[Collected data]
◆ ◆ ◆ ◆ ◆ ◆ ◆

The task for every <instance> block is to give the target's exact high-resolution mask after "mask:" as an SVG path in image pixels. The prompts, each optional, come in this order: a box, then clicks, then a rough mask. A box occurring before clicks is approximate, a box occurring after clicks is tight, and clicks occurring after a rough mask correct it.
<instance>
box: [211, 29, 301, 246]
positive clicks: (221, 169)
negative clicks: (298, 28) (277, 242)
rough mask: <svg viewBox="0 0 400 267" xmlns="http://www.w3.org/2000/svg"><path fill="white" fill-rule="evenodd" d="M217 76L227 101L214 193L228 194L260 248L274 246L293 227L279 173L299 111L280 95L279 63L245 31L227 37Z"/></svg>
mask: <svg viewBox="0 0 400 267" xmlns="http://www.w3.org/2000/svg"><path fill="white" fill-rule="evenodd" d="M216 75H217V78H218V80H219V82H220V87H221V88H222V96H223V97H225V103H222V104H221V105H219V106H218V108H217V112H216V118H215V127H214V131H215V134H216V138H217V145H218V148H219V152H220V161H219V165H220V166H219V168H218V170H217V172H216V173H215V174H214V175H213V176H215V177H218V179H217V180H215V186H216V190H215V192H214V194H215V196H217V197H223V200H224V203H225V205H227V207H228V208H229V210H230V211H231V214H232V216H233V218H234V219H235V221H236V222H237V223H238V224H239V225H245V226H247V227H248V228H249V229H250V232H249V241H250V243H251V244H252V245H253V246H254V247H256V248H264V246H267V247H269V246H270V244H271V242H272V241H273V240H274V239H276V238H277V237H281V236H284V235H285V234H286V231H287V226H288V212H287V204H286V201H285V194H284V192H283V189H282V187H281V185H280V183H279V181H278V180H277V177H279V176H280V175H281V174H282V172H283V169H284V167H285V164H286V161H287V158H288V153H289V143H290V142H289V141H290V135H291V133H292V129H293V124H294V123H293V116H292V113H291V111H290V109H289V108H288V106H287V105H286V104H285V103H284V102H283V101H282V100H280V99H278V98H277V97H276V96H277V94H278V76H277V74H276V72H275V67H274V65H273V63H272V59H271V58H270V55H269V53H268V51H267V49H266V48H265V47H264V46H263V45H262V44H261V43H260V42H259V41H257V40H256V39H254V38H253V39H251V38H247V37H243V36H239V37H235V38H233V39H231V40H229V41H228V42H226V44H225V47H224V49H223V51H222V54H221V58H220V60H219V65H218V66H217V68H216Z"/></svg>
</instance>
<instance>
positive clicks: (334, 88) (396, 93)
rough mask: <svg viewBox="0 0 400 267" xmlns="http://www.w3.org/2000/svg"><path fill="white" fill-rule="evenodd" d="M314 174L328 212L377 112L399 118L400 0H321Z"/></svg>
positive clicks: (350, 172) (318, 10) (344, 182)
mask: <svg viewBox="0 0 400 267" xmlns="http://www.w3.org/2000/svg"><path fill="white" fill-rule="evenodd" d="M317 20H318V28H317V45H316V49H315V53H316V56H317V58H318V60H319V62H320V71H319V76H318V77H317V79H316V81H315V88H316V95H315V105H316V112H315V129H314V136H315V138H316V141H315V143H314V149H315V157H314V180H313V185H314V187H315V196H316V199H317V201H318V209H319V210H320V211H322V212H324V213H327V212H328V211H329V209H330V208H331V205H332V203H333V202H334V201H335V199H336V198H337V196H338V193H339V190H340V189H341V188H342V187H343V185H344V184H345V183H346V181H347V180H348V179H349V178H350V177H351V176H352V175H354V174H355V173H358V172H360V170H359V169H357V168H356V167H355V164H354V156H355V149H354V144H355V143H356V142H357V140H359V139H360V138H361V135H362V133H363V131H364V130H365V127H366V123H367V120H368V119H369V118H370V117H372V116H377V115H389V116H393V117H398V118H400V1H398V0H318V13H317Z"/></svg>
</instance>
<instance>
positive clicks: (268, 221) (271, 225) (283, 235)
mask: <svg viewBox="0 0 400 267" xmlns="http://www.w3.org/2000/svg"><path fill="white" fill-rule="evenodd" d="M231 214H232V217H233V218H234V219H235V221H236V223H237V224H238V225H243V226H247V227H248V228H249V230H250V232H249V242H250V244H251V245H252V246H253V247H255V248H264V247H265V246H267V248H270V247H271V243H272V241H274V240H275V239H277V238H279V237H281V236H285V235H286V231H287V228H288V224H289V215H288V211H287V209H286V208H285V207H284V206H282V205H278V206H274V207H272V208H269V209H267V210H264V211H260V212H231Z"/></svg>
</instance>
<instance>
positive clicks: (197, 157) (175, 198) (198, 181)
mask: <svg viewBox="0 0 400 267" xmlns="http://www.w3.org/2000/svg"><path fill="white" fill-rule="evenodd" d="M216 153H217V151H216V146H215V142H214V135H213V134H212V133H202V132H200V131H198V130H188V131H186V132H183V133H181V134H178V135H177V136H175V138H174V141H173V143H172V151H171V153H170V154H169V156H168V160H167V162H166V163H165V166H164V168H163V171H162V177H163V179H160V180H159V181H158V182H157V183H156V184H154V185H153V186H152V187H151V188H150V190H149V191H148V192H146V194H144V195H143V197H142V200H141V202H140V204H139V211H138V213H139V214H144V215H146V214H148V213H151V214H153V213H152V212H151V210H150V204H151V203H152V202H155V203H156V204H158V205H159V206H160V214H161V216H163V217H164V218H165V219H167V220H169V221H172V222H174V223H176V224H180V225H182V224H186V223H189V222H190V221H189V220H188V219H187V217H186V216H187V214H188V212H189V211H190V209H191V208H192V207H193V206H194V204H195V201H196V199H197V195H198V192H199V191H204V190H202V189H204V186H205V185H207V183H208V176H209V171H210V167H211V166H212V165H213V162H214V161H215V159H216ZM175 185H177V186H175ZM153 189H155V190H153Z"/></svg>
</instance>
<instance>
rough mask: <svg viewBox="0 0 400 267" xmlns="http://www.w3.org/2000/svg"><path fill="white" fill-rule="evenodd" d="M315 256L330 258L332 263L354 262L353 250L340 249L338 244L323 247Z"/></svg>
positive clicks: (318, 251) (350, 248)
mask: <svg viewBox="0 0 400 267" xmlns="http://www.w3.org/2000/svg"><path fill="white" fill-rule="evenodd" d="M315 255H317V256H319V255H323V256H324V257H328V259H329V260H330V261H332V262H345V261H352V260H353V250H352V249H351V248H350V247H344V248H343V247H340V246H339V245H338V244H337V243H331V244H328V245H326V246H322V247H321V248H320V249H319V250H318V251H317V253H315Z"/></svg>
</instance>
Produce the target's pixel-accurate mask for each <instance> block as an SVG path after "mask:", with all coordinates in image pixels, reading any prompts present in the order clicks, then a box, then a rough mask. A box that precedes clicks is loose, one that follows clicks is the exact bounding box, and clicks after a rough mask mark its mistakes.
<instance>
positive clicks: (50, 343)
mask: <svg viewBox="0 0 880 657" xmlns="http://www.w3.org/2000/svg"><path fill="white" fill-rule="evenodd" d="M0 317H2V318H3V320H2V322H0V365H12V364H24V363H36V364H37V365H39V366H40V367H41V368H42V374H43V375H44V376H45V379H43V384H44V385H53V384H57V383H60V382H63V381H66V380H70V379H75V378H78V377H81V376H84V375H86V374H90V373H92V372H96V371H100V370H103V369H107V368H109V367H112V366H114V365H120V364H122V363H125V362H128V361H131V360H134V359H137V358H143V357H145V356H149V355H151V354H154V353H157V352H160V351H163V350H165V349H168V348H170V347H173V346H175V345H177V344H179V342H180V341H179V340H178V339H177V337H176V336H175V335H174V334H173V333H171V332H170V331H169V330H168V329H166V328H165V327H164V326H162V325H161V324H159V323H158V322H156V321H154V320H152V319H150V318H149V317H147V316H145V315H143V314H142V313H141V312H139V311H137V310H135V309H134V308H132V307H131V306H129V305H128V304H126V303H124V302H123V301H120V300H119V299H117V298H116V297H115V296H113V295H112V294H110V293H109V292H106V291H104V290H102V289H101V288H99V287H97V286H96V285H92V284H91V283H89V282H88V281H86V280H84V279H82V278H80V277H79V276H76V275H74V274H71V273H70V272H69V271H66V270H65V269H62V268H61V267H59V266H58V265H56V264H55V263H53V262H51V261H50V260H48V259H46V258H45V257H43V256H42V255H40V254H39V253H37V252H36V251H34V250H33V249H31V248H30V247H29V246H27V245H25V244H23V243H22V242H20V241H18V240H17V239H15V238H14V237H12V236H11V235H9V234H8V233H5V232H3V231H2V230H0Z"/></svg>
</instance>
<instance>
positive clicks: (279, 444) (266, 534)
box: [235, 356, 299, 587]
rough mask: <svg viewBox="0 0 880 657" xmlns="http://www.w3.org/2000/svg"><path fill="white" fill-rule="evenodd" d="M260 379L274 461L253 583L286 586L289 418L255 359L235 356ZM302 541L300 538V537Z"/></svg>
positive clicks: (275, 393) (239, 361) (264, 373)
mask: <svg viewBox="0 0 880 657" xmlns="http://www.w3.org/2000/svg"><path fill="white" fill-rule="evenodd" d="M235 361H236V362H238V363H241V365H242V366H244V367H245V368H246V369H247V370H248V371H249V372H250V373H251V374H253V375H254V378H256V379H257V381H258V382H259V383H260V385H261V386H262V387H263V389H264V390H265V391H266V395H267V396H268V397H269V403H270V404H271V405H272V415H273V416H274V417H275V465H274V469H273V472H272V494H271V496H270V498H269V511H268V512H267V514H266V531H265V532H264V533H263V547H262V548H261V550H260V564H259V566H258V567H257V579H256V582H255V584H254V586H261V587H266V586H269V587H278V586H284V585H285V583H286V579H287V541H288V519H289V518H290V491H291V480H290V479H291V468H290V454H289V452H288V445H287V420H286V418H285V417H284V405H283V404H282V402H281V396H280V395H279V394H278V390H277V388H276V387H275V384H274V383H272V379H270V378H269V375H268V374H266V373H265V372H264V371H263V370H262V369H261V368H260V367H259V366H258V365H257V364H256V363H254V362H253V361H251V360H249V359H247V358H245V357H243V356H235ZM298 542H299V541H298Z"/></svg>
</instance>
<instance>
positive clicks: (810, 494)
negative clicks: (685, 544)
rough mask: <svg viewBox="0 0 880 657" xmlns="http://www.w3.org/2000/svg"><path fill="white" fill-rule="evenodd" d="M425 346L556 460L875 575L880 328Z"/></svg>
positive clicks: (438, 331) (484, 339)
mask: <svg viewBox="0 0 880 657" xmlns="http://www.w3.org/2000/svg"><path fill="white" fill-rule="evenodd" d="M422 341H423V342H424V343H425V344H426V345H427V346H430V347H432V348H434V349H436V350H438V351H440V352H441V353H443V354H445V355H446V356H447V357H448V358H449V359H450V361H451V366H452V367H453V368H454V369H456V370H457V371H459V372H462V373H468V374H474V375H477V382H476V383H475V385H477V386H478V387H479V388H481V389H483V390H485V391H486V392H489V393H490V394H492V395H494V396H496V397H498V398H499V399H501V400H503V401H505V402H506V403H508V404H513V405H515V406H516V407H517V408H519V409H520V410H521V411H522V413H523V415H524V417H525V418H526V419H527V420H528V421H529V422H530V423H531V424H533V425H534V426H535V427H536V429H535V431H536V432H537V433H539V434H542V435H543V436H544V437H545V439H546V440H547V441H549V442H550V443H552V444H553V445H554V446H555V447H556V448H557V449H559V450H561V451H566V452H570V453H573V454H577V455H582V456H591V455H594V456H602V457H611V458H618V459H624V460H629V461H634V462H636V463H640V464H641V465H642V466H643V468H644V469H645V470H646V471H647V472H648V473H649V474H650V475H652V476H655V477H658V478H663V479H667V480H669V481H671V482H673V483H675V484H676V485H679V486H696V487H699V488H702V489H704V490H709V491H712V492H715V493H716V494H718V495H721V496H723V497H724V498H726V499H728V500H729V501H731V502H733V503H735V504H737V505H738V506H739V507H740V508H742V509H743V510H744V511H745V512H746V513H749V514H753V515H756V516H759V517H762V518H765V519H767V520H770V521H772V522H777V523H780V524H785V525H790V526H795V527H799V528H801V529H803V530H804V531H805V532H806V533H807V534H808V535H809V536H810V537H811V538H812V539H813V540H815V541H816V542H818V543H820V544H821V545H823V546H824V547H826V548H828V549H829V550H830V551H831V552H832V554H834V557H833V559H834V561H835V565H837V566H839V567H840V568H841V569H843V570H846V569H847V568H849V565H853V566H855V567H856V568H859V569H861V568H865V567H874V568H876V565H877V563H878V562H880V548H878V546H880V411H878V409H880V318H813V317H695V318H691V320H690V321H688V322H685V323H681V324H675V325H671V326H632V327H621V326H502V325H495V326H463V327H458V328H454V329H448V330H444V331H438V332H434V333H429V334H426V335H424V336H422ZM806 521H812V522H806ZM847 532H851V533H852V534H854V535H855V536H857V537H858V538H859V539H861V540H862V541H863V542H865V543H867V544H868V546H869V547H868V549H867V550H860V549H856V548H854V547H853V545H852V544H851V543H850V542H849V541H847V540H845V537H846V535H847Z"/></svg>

◆ ◆ ◆ ◆ ◆ ◆ ◆

● PROBLEM STATEMENT: Rewrite the lines of the records as a numbered list, starting at the first line and ending at the line that contains "box: [211, 29, 301, 246]". Leave out any blank lines.

● EXERCISE SOLUTION:
1. The task for every <instance> block is to give the target's exact high-resolution mask after "mask:" as an SVG path in image pixels. The prompts, each optional, come in this order: a box, then clicks, then a rough mask. A box occurring before clicks is approximate, a box occurring after clicks is tight, and clicks occurring after a rough mask correct it.
2. <instance>
3. box: [211, 29, 301, 246]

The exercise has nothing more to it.